Activity
Transcribe the entries in full, keeping each word as it is.

Provided records
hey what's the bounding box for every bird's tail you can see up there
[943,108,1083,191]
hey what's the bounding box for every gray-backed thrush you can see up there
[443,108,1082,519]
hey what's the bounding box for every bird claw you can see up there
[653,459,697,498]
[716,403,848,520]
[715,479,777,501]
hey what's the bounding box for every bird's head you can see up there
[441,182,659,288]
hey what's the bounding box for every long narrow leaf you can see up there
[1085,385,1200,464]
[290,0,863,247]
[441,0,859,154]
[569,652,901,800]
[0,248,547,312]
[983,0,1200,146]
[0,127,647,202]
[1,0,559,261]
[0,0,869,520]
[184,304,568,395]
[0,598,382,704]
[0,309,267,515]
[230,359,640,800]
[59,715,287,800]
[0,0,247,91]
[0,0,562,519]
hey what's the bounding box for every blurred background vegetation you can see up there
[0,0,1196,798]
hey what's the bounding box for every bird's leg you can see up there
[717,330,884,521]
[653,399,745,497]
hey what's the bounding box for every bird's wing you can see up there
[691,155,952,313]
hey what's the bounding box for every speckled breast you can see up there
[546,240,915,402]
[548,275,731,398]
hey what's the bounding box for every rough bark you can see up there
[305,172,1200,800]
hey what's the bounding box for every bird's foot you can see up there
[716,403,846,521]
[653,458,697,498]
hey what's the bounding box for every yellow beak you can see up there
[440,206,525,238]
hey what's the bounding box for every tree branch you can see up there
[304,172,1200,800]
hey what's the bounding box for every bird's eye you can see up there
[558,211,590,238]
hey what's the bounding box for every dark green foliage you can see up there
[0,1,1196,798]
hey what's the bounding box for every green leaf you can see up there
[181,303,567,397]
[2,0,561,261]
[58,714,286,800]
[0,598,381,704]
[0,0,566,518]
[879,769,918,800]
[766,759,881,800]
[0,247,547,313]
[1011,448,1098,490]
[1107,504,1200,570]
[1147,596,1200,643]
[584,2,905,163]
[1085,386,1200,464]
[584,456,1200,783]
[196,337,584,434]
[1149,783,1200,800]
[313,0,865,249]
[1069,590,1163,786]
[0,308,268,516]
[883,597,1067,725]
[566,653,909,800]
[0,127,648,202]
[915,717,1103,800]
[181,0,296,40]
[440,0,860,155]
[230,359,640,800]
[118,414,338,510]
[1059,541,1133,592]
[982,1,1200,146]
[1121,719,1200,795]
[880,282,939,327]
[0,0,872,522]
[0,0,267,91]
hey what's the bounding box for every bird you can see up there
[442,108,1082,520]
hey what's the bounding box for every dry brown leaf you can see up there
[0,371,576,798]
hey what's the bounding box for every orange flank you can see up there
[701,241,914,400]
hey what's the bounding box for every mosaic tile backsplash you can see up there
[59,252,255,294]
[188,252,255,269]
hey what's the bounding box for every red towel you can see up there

Result of the task
hey what's the bounding box for every bird's tail you can see up there
[943,108,1083,191]
hey what's the bounding box for every gray-backed thrush you can see up there
[443,108,1082,519]
hey what's the bounding box for every bird claw you can see up there
[653,459,697,498]
[716,403,848,520]
[715,479,777,501]
hey what's the bounding box for every bird's head you can see up there
[441,182,659,288]
hey what's the bounding box for every long narrow leaf you can see up there
[1085,385,1200,464]
[290,0,863,247]
[441,0,859,154]
[569,652,901,800]
[0,248,547,312]
[983,0,1200,146]
[0,127,647,202]
[1,0,559,261]
[0,0,869,520]
[184,304,568,395]
[0,598,382,704]
[0,309,267,515]
[230,359,640,800]
[59,715,287,800]
[0,0,247,91]
[0,0,562,519]
hey what's the bounding box for every blurred background vegetation you can see up there
[0,0,1196,798]
hey what's the bounding box for every bird's leg you can see up there
[717,330,884,521]
[653,399,745,497]
hey what's the bounding box for every bird's wing you can see up there
[691,155,952,313]
hey what's the bounding box for every speckled breast you can see up there
[546,240,915,402]
[548,275,731,398]
hey what's the bounding box for every rough bark you can see up there
[305,172,1200,800]
hey what's the bounding box for every bird's foot you can see up there
[716,403,846,521]
[653,458,697,498]
hey what's the bounding box for every yellow beak you can see up there
[440,206,525,238]
hey what's the bounding box for every tree branch you can see up there
[304,172,1200,800]
hey what's the bounding box for every bird's eye you can see up there
[558,211,590,238]
hey what's the bounding box for every dark green foliage you can see up there
[0,1,1196,798]
hey what's the bounding box for every green leaf you can see up there
[181,303,567,397]
[2,0,561,261]
[58,714,286,800]
[0,598,381,704]
[0,0,566,518]
[879,769,918,800]
[766,759,881,800]
[0,247,547,313]
[1011,448,1098,490]
[1107,504,1200,570]
[1147,596,1200,643]
[584,2,905,163]
[1085,386,1200,464]
[584,456,1200,783]
[196,337,584,434]
[1149,783,1200,800]
[313,0,865,249]
[1069,590,1163,786]
[0,308,268,516]
[883,597,1067,725]
[566,653,909,800]
[0,127,648,202]
[915,717,1103,800]
[181,0,296,40]
[440,0,860,155]
[230,359,640,800]
[118,414,338,510]
[1059,541,1133,592]
[982,1,1200,146]
[1121,719,1200,795]
[880,282,939,327]
[0,0,872,522]
[0,0,267,91]
hey what's the bounding box for every bird you can see up there
[442,108,1082,520]
hey what's the bounding box for every dry brown leaf you can see up there
[0,371,576,798]
hey what's the bounding box for every orange flank you can see up there
[701,241,914,400]
hey what's the bounding box for every mosaic tile backsplash you can see up there
[59,252,255,294]
[188,252,255,269]
hey what's the bounding box for every red towel you can see up there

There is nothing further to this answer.